→ **EXERCISE INSTRUCTIONS**
Pull out the lines of the entries below from the line containing "Annotate the green" through the line containing "<point>142,384</point>", copying them unchanged and including nothing outside that range.
— Begin INFORMATION GIVEN —
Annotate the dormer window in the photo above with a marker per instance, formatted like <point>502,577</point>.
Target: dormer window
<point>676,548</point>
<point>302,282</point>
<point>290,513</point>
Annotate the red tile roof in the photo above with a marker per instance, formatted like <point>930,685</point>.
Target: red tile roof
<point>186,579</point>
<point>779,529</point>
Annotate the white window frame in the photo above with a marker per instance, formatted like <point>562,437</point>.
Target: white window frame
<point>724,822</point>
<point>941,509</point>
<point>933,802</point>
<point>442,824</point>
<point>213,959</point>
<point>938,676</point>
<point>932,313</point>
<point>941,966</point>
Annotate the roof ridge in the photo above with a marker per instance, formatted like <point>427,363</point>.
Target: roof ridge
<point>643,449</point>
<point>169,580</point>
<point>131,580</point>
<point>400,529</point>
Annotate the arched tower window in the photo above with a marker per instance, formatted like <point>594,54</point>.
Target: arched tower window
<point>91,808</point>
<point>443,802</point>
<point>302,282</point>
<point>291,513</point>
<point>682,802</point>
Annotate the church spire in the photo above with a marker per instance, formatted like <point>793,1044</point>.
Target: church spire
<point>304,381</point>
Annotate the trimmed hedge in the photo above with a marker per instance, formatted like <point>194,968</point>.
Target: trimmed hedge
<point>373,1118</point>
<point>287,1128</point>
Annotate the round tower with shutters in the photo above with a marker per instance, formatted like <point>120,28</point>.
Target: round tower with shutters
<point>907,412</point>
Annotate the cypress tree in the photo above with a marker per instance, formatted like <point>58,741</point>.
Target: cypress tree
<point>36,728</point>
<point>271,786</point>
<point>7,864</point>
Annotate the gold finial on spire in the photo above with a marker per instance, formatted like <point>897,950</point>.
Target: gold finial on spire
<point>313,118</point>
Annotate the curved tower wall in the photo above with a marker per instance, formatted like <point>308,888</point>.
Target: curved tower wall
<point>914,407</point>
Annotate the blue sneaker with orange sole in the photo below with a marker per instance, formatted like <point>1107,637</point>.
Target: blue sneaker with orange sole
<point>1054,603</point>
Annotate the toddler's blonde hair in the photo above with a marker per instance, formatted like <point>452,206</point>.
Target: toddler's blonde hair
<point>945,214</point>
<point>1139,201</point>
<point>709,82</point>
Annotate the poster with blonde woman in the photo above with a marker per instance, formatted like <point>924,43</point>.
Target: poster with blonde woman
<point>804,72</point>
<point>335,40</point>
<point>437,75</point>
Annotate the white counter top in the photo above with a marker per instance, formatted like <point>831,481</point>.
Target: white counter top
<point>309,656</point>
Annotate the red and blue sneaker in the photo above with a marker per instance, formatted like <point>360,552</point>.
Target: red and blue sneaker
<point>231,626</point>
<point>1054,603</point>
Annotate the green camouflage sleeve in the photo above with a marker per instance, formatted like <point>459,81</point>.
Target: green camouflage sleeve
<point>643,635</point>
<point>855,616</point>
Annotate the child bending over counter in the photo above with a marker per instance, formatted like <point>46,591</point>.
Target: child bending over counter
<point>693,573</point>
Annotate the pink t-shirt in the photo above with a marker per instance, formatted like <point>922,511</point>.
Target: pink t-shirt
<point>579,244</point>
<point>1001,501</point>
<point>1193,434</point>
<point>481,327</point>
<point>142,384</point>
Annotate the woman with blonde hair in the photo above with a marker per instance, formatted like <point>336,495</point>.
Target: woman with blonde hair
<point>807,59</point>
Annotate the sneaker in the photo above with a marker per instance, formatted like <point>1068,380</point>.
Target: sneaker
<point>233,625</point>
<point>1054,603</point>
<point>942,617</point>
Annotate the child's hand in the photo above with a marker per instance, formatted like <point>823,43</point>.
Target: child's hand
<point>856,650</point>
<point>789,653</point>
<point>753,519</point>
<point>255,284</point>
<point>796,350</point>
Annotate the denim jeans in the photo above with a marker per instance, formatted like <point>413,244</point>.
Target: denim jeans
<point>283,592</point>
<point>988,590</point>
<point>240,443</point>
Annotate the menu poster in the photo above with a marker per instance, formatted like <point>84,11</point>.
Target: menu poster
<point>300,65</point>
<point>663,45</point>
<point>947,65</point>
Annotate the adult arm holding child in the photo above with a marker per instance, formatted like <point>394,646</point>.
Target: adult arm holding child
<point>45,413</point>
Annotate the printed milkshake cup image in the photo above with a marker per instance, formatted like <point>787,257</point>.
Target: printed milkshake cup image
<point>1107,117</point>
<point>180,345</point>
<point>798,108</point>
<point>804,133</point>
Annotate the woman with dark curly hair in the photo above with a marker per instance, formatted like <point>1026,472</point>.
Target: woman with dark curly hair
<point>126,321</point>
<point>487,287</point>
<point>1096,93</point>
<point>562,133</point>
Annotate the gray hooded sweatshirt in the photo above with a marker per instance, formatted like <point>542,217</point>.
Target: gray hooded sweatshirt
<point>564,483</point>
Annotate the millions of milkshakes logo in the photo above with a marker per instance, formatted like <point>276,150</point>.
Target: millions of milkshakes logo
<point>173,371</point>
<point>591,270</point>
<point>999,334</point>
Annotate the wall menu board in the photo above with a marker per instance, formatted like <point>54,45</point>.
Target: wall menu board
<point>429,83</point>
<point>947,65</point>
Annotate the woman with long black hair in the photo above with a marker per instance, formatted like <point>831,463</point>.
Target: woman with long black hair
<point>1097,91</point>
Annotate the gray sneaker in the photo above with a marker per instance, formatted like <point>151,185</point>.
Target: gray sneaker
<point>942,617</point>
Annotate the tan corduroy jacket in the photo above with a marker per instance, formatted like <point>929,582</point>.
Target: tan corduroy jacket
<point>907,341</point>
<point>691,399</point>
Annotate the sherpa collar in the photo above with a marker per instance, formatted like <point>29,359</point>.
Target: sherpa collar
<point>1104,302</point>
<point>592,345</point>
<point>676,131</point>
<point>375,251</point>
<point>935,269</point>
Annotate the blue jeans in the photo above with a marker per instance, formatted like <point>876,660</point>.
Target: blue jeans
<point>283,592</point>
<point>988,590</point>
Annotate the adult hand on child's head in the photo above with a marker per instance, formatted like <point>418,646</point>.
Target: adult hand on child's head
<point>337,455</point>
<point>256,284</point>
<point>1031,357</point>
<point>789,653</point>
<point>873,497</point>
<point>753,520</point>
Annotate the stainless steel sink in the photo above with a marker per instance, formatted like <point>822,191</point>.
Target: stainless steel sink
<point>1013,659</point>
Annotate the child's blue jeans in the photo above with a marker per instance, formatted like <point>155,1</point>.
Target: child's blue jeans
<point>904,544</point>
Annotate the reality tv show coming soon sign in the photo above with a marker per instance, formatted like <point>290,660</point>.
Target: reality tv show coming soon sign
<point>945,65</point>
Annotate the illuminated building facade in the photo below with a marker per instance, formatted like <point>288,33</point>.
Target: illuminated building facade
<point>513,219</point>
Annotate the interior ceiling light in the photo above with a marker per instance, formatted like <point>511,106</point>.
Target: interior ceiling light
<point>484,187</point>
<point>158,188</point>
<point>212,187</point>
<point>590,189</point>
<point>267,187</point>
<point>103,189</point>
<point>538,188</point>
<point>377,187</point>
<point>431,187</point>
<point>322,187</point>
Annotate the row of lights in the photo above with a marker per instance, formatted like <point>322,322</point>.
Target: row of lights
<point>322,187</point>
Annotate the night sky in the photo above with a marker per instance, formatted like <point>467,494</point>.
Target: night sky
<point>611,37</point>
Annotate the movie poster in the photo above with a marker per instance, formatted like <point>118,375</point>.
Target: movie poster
— End INFORMATION GIVEN —
→ **ANSWER TO THE PROBLEM**
Annotate the green camouflage sleeve in the photo above with a marker per instance, formatted like <point>459,81</point>.
Target: green camouflage sleeve
<point>643,635</point>
<point>855,616</point>
Annotate the child bending over counter in the photo above with a marker per instance, formatted like <point>46,591</point>.
Target: child bending over counter
<point>693,573</point>
Annotate the pink t-shirt in the photo above with a marker per instance, formatted like <point>922,511</point>.
Target: pink t-shirt
<point>579,244</point>
<point>1001,501</point>
<point>1193,434</point>
<point>481,327</point>
<point>142,384</point>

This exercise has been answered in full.